• **Source**:
Threatened by extremists and violence, girls continue attending school and give themselves a chance for a better future


NEW YORK – It is a sad reality that in many developing countries, education is not an option for children. A lack of teachers, school supplies, or even schools themselves bars children all over the world from this basic right that children in wealthy countries take for granted. But an even sadder reality is the fact that even when resources and will align, and school could be a possibility, children, especially girls, are barred from education because of cultural or traditional beliefs.


In Afghanistan, this is very much the case. Girls attending school are frequently threatened or attacked simply for exercising their basic right to education. The Taliban, al-Qaeda, and other extremist organizations operating within the country have done everything within their power to ensure that schools remain closed to girls. And Afghanistan’s girls continue to thwart them.


One extreme example of this came at the Mirwais Mena School, which was founded in 2004 by through donations from the United Nations and Japanese government. Students at the girls’ school in Kandahar face unique risks, situated as they are in the heart of the Taliban movement. On November 12, 2008, three men mutilated students on their way to school by spraying acid on their faces and backs.


The school, and the nation, were outraged. President Hamid Karzai went so far as seeking the death penalty for those responsible. But the girls of the Mirwais Mena School would not be intimidated. After closing for a week, the school reopened – with all the girls who had been victimized in attendance.


This was not the first such attack on a school for girls. The Afghan Education Ministry reports that at least 478 schools have been damaged or destroyed by fires, gas attacks, and other acts of violence. Despite these threats, girls continue to attend school, bravely and publicly.


A decade after the United States led invasion of Afghanistan, the country faces intimidating problems. Outside of the capital city of Kabul, there is little central government. The Taliban remains active in the southern part of the country, where it works freely with extremists in Pakistan. A recent suicide attacks on a Kabul hotel and the assassination of Wali Karzai, the half-brother of President Karzai, show that violence remains an option for those opposing the nation’s democratic government.

• **Tasks**:
a) According to the article about Afghan girls' schooling, how many schools does the Afghan Education Ministry report as damaged or destroyed?
b) From the article about Afghan girls' schooling, copy the stretch from "The school, and" through "bravely and publicly.".

• **Records shown**:
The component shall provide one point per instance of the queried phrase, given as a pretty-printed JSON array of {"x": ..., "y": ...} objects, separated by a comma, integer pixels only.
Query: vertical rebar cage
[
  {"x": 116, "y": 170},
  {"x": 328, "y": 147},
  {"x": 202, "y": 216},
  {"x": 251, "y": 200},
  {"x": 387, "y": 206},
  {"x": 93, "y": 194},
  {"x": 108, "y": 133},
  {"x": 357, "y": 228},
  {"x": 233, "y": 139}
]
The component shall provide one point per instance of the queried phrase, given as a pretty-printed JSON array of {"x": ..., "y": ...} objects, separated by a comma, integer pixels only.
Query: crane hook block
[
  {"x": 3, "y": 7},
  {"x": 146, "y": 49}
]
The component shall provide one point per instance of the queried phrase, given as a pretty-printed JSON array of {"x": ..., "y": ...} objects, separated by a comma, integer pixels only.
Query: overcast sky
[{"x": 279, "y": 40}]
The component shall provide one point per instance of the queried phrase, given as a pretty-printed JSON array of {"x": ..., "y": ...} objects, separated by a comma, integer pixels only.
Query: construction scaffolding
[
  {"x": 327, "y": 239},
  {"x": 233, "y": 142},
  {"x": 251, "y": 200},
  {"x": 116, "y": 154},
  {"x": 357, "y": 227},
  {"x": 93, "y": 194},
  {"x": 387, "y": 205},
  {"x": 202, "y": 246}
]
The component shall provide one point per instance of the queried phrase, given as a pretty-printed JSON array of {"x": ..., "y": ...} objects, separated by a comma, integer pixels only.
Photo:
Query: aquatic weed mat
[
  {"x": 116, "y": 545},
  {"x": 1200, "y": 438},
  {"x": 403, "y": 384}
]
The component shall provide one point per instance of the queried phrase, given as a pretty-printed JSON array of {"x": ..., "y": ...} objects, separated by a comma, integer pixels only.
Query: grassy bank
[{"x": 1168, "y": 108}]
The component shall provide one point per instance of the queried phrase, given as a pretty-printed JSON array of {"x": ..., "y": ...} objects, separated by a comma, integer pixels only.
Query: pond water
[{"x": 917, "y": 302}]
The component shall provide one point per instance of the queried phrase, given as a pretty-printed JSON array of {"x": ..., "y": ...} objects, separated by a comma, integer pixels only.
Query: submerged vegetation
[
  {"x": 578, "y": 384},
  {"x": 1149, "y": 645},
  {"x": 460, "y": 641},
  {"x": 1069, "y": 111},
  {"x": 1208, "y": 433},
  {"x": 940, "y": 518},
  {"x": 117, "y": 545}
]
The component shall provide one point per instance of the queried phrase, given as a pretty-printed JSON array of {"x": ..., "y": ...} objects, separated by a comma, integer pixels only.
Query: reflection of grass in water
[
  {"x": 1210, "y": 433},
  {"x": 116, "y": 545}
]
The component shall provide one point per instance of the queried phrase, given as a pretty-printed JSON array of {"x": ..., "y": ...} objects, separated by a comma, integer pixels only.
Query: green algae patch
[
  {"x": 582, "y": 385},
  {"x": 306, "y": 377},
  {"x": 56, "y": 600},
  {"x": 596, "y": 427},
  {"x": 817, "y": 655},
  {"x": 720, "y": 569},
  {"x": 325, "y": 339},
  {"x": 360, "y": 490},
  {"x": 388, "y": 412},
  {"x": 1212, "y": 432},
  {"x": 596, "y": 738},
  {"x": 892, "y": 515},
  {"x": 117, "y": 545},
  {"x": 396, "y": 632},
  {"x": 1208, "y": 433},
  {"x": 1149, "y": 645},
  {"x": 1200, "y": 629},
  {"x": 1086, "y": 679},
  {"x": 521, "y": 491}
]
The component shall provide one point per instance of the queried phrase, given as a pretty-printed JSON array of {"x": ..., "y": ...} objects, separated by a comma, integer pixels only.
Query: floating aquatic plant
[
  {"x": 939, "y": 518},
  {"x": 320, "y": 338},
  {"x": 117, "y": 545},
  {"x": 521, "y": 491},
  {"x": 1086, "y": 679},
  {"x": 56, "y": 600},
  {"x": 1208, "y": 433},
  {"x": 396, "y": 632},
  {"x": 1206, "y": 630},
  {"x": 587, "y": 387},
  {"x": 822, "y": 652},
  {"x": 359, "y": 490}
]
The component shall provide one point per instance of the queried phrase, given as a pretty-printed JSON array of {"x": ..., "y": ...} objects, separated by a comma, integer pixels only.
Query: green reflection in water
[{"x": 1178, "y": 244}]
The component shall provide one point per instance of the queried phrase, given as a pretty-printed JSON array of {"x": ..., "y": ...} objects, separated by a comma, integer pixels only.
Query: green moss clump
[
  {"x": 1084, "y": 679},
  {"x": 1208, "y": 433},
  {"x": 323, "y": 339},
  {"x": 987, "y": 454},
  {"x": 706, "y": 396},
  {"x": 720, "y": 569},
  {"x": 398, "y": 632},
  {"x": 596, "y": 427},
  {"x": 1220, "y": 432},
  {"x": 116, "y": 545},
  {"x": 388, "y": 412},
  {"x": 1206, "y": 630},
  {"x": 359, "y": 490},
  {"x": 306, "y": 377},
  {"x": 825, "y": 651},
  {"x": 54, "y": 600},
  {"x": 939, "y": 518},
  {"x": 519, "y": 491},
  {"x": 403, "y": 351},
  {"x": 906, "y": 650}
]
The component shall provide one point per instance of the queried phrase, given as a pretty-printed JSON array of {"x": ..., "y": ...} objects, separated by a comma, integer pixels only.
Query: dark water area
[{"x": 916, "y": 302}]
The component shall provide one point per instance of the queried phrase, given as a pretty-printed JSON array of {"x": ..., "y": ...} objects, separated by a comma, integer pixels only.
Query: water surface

• **Answers per task**:
a) At least 478 schools.

b)
The school, and the nation, were outraged. President Hamid Karzai went so far as seeking the death penalty for those responsible. But the girls of the Mirwais Mena School would not be intimidated. After closing for a week, the school reopened – with all the girls who had been victimized in attendance.


This was not the first such attack on a school for girls. The Afghan Education Ministry reports that at least 478 schools have been damaged or destroyed by fires, gas attacks, and other acts of violence. Despite these threats, girls continue to attend school, bravely and publicly.